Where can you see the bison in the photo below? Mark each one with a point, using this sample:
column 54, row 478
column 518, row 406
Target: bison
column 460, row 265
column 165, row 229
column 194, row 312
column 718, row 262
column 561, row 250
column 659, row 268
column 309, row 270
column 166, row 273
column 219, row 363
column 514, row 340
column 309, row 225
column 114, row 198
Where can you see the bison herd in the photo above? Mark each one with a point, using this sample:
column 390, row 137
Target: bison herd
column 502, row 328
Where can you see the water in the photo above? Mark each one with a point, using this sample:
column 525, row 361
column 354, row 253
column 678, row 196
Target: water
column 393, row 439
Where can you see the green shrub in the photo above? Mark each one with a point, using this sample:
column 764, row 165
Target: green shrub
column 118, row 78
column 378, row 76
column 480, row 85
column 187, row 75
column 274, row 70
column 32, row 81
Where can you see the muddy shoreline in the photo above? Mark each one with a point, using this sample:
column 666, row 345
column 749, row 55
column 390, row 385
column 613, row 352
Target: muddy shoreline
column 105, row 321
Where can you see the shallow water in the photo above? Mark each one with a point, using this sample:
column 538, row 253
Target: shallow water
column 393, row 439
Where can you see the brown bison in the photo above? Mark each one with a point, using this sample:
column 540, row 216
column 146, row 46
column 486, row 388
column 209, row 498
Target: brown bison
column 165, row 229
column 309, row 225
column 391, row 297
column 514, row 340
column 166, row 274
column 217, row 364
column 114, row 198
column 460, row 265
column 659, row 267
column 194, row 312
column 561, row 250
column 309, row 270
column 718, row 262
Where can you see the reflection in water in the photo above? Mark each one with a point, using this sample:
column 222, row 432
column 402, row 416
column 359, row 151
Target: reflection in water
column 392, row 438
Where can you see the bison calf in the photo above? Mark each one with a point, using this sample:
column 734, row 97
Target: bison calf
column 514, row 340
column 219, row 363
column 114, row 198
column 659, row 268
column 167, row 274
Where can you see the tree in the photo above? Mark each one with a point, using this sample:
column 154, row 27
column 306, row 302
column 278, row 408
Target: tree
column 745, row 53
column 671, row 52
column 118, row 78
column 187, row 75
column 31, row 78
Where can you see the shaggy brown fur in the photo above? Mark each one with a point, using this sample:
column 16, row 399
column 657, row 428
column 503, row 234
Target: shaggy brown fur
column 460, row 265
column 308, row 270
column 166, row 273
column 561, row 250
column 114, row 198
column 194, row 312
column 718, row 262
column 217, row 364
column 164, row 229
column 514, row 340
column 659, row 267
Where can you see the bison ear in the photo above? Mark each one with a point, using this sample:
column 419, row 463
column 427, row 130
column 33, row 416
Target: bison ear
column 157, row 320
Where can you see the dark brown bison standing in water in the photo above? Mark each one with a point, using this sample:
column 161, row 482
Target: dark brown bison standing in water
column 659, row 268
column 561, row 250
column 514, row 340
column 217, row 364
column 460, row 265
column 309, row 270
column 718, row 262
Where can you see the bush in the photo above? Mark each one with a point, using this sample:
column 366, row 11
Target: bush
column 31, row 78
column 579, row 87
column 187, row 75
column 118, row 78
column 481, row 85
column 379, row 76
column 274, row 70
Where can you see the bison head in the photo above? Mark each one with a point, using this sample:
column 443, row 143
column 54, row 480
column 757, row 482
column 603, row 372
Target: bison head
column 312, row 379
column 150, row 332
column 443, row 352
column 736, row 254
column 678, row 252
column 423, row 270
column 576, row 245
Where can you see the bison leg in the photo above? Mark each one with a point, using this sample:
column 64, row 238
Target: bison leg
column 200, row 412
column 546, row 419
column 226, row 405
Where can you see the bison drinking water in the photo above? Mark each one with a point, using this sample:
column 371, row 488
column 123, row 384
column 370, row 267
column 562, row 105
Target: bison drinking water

● ● ● ● ● ● ●

◆ **TASK**: What is needed is an exact copy of every entry.

◆ **TASK OUTPUT**:
Where can you see the bison in the photo below? Mark each one with a point, using this sample:
column 54, row 478
column 518, row 406
Target: bison
column 460, row 265
column 165, row 229
column 194, row 312
column 718, row 262
column 561, row 250
column 659, row 268
column 309, row 270
column 166, row 273
column 219, row 363
column 514, row 340
column 309, row 225
column 114, row 198
Where can you see the bison herd in the photo above? Mark each one with a point, using this sample:
column 390, row 137
Target: bison herd
column 502, row 328
Where can you see the water in the photo above? Mark each one with a point, using this sample:
column 525, row 361
column 354, row 253
column 678, row 196
Target: water
column 393, row 439
Where can you see the green shrub in the photo above? Mark each one with a point, using this sample:
column 764, row 165
Target: green shrub
column 118, row 78
column 378, row 76
column 480, row 85
column 187, row 75
column 274, row 70
column 32, row 81
Where can you see the muddy shoreline in the photo above? Mark each one with a point, using this sample:
column 666, row 345
column 749, row 55
column 390, row 385
column 613, row 352
Target: muddy shoreline
column 105, row 321
Where can you see the shallow water in the photo above? Mark each one with a point, using this sample:
column 538, row 253
Target: shallow water
column 393, row 439
Where can you see the brown bison in the photo above? Mark each one with a point, using this sample:
column 540, row 216
column 146, row 46
column 486, row 388
column 209, row 498
Target: brown bison
column 165, row 229
column 309, row 225
column 391, row 297
column 514, row 340
column 166, row 274
column 217, row 364
column 114, row 198
column 460, row 265
column 659, row 267
column 194, row 312
column 561, row 250
column 309, row 270
column 718, row 262
Where can you see the reflection in water in the photo above? Mark each one with a point, using this sample:
column 222, row 432
column 402, row 416
column 359, row 151
Target: reflection in water
column 392, row 438
Where can you see the bison calf in the photo above? Mark each one with a point, using this sample:
column 734, row 97
Target: bison calf
column 514, row 340
column 219, row 363
column 114, row 198
column 659, row 268
column 167, row 274
Where can you see the tree in the photo above? Mark each one with a point, using this sample:
column 154, row 27
column 306, row 302
column 278, row 408
Target: tree
column 745, row 53
column 671, row 52
column 118, row 78
column 187, row 75
column 31, row 78
Where can you see the shaggy brown fur in the photo above? Mark each one with a point, using this sample:
column 16, row 399
column 657, row 428
column 503, row 234
Target: shaggy brown fur
column 460, row 265
column 308, row 270
column 166, row 273
column 561, row 250
column 114, row 198
column 194, row 312
column 718, row 262
column 217, row 364
column 164, row 229
column 514, row 340
column 659, row 267
Where can you see the bison ear in the photo above? Mark each one with a point, using this sample:
column 419, row 463
column 427, row 130
column 33, row 416
Target: bison ear
column 157, row 320
Where can you see the dark brown bison standing in water in the photo above? Mark each one with a point, using this sample:
column 161, row 482
Target: dark brown bison standing in water
column 659, row 268
column 561, row 250
column 514, row 340
column 217, row 364
column 460, row 265
column 309, row 270
column 718, row 262
Where can you see the bush in the photo above? Mark each one with a point, using this sample:
column 366, row 11
Target: bush
column 31, row 78
column 579, row 87
column 187, row 75
column 118, row 78
column 481, row 85
column 379, row 76
column 274, row 70
Where can you see the bison head in the photo above? Mark each one with a point, using this sample:
column 443, row 143
column 54, row 480
column 757, row 482
column 603, row 372
Target: bison head
column 312, row 379
column 150, row 332
column 443, row 352
column 736, row 254
column 678, row 252
column 423, row 270
column 576, row 245
Where can you see the bison leg in the photo above? Mark each one with a point, using this sample:
column 64, row 238
Target: bison leg
column 200, row 412
column 546, row 419
column 226, row 405
Where can you see the bison drinking water in the photo above? Mark each one with a point, using this sample:
column 371, row 488
column 123, row 384
column 370, row 267
column 562, row 105
Target: bison drinking water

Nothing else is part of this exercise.